**Short exercise A:**
Reproduce the rows below exactly, starting at the line containing "Study the photograph above. For every instance of the distant" and ending at the line containing "(1016, 628)", with both of those lines included.

**Reading text:**

Tag Archives: god

The (Real) Breaking of The Fellowship

10 Dec

Don’t be alarmed. This is not the end of EEB! This is a post about life, not a warning. We’ll be around for a while longer, God willing 🙂
Over the past few months, I have found surprising strength in God. Radically. Throughout the whole time, however, something hadn’t been quite right yet. I felt like I was taking awkward baby steps against high tide and didn’t quite have a heading. I was confused, but kept going. And even though I’m still growing, obviously, I think a lot of this confusion just culminated into answers while I was praying and reading my Bible a couple of days ago. I was praying about something in particular, which I will explain to you in a few minutes, and I opened up the Bible, looking for help. God pointed me to a scripture I had no idea existed in the context I was thinking, but it perfectly fit what I needed. Tears streamed down my face as all the pieces suddenly flew into place…it was amazing and broke my heart all at the same time.
It all started back in the summer. I had just learned that some people I knew didn’t think the same way I did about religious matters, which troubled me. They were Christians in the sense that they believed in Jesus Christ and God made the world, but we differed on a lot of other issues. And for some reason, I have the weird tendency to assume people think the way I do and to assume they’re perfect. When I realize this is not case (as it obviously never is), I tend to say, “Oh, that person needs help. He/she is broken and needs Jesus.” What hypocrisy! I always forget what I mess I am in. None of us are perfect.
The problem was, I didn’t know how to take disappointment. I kept trying to either defend the people in my mind and actions, or completely rejecting them. I prayed about it, and honestly I thought that both actions didn’t seem quite right: it seemed a bit extreme to avoid these people like I was a perfect saint since the only Real Perfect Holy Person died for them, but at the same time it was a really stupid idea to try to copy their mistakes! Anyway, I kept praying about it, but feeling confused. And then fear crept in, which only added to my confusion. What if I had to say goodbye? What if God was trying to tell me to go? And then what if He wasn’t? What if He put these people in my life so that we could grow in faith together and I was supposed to be His hand in guiding them? I couldn’t decide which one was worse because either way it would require more strength than I thought I had.

**Provided data:**

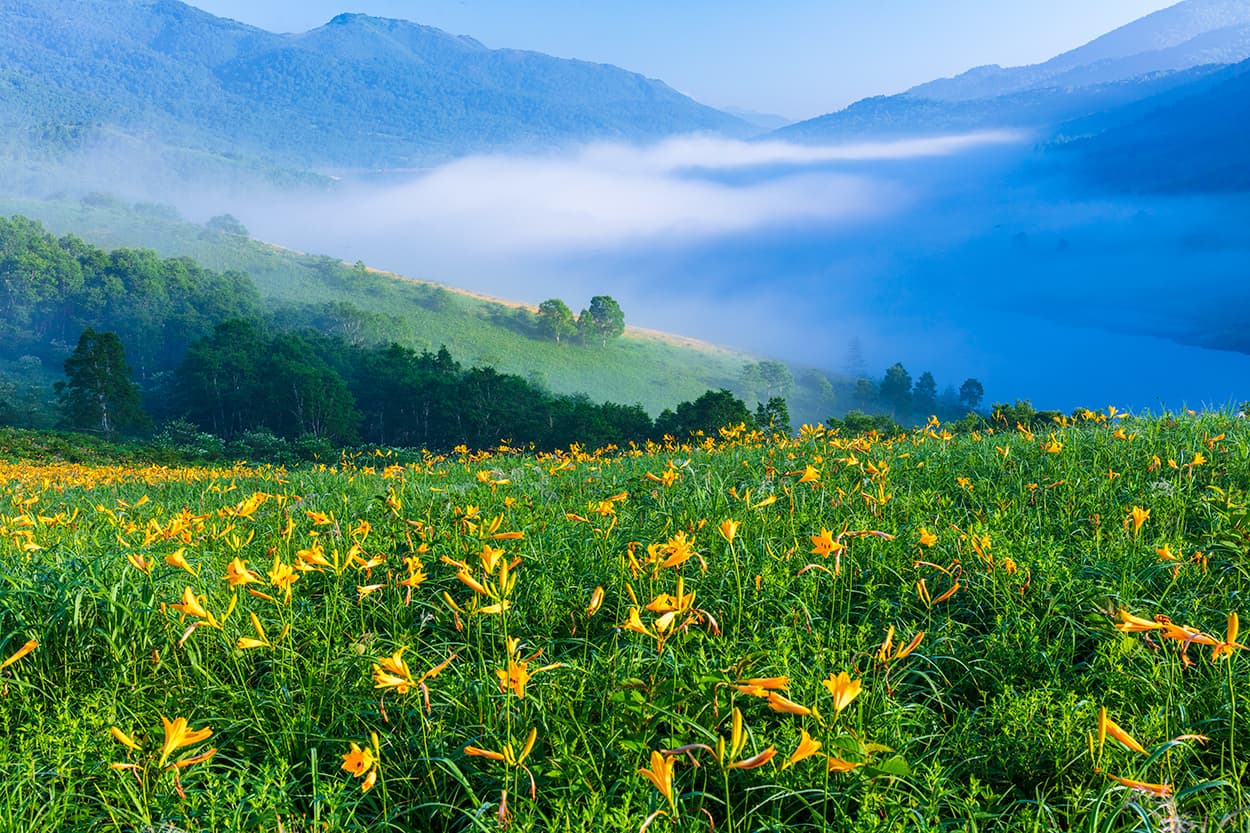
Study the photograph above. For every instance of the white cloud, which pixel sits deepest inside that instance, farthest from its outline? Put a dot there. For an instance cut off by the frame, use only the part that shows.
(610, 195)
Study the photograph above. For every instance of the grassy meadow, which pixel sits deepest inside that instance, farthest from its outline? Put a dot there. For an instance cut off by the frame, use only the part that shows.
(643, 367)
(996, 631)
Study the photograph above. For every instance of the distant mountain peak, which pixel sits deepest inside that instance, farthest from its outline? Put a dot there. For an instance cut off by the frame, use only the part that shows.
(1188, 34)
(355, 93)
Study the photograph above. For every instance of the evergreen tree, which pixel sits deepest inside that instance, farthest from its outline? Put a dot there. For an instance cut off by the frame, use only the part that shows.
(606, 319)
(555, 319)
(896, 390)
(924, 395)
(99, 394)
(971, 393)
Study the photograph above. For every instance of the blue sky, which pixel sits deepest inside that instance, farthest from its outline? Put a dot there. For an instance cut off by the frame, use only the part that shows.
(799, 58)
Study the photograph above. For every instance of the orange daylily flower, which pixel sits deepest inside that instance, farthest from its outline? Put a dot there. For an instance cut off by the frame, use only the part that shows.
(843, 688)
(660, 774)
(1106, 726)
(21, 652)
(238, 573)
(179, 734)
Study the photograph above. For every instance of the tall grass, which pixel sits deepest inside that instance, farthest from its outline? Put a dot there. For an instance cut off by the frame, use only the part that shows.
(443, 641)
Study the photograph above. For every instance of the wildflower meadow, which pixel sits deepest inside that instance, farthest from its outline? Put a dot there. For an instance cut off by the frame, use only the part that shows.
(1016, 628)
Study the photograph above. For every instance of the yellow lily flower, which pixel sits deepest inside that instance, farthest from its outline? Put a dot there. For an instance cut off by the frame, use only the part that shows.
(179, 734)
(660, 774)
(21, 652)
(844, 689)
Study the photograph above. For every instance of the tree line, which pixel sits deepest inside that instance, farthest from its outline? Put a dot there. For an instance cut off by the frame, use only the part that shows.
(244, 379)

**Short exercise B:**
Write out the passage of the faith post starting at "It all started" and ending at "us are perfect.", copying it word for word.

**Written solution A:**
Study the photograph above. For every instance of the distant mountain peak, which pixel sits deepest inside that instance, farthest from its outline? Put a dot there. For an instance cut off by the frame, use only the part that shows.
(1188, 34)
(355, 93)
Study the photograph above. For every instance of the evergreen tree, which pixel sits deepest inside that instance, farthest from its outline? Put a dot there. For an instance cut off by the frame, use only the part that shows.
(606, 319)
(555, 319)
(896, 390)
(924, 395)
(99, 394)
(971, 393)
Study the photograph above. For every instance of the blue sky, which pixel sits deepest inside that instance, farthest from its outline? Put a dot there. For an instance cut off by the frame, use only the part that shows.
(799, 58)
Study the photograph above. For every instance of the orange daylily flower, which pixel sits deepest inside that instance, farthest from its outline? Put a dot there. For an instance cut off by the frame, use only the part that shows.
(843, 688)
(660, 774)
(1106, 726)
(21, 652)
(238, 573)
(179, 734)
Study the photograph above. For every instance of the tall grass, which pixel sits deepest inside that instance, farthest from its outline? Put a dot there. For an instance cut off by the frame, use only the part that shows.
(443, 641)
Study the photograph above. For every instance of the wildflower meadow, which pixel sits deepest inside that instance, farthest from its outline? Put a dot there. For an instance cut off by the frame, use only the part that shows.
(1016, 628)

**Written solution B:**
It all started back in the summer. I had just learned that some people I knew didn’t think the same way I did about religious matters, which troubled me. They were Christians in the sense that they believed in Jesus Christ and God made the world, but we differed on a lot of other issues. And for some reason, I have the weird tendency to assume people think the way I do and to assume they’re perfect. When I realize this is not case (as it obviously never is), I tend to say, “Oh, that person needs help. He/she is broken and needs Jesus.” What hypocrisy! I always forget what I mess I am in. None of us are perfect.